To do:
Starting with the line that contains "Target: shutter slat" and stopping after the line that contains "Sample: <point>34,375</point>", copy the entries below exactly. Include nothing else.

Provided data:
————
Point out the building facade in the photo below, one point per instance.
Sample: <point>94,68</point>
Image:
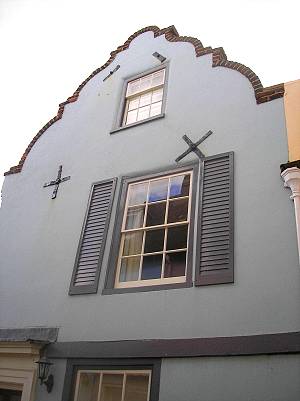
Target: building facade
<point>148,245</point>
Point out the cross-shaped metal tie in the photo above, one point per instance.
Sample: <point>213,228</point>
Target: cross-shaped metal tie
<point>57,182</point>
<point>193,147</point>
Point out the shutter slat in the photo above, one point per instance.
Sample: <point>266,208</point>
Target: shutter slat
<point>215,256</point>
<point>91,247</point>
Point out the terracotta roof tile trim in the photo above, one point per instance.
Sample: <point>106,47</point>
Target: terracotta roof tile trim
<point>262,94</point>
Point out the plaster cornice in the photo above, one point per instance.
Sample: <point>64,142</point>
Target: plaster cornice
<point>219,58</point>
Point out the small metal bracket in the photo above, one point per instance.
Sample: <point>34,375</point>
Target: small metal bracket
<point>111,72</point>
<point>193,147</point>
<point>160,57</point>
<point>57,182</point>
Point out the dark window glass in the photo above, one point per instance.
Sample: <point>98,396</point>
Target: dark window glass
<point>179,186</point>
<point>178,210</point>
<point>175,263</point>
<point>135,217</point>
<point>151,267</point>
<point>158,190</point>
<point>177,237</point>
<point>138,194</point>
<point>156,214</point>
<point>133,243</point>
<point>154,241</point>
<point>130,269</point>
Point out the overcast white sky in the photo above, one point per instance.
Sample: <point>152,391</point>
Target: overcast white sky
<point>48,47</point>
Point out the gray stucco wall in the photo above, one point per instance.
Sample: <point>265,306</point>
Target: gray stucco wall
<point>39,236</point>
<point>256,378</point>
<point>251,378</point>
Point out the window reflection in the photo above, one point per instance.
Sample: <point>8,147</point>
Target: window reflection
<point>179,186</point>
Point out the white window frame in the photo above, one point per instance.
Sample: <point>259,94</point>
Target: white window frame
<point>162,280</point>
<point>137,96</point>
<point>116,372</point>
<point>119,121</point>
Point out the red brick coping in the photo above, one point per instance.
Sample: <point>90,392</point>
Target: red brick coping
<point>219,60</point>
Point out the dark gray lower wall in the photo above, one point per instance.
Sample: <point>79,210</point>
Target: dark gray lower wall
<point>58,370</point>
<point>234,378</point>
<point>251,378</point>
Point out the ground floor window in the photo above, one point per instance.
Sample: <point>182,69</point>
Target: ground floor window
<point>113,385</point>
————
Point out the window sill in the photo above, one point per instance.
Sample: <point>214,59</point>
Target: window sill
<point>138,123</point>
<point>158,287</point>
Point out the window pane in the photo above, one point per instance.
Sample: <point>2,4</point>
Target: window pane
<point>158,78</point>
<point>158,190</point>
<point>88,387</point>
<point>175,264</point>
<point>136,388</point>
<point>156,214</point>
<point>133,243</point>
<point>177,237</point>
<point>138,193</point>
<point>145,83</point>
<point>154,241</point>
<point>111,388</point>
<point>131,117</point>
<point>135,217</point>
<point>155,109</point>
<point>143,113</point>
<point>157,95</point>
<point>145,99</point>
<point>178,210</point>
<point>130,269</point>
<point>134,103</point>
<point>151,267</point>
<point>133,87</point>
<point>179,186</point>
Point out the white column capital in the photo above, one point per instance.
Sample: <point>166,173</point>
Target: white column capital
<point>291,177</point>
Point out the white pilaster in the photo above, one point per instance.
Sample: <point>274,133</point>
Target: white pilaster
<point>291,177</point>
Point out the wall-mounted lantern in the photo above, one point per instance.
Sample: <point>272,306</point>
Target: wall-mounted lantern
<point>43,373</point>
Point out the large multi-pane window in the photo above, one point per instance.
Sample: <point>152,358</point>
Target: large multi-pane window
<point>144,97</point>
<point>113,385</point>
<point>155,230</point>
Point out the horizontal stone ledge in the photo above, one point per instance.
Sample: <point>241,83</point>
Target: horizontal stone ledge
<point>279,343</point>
————
Output of the exercise:
Target: shutter slat
<point>215,256</point>
<point>91,247</point>
Point out the terracotta roof tile trim in the photo above, one point per instance.
Sample: <point>106,47</point>
Target: terracotta roof tile trim
<point>262,94</point>
Point out the plaster cornice in the photo above, one point per instance.
Sample: <point>64,142</point>
Target: plaster cornice
<point>219,58</point>
Point out the small metal bracket in the photo above, one point per instance.
Sample: <point>34,375</point>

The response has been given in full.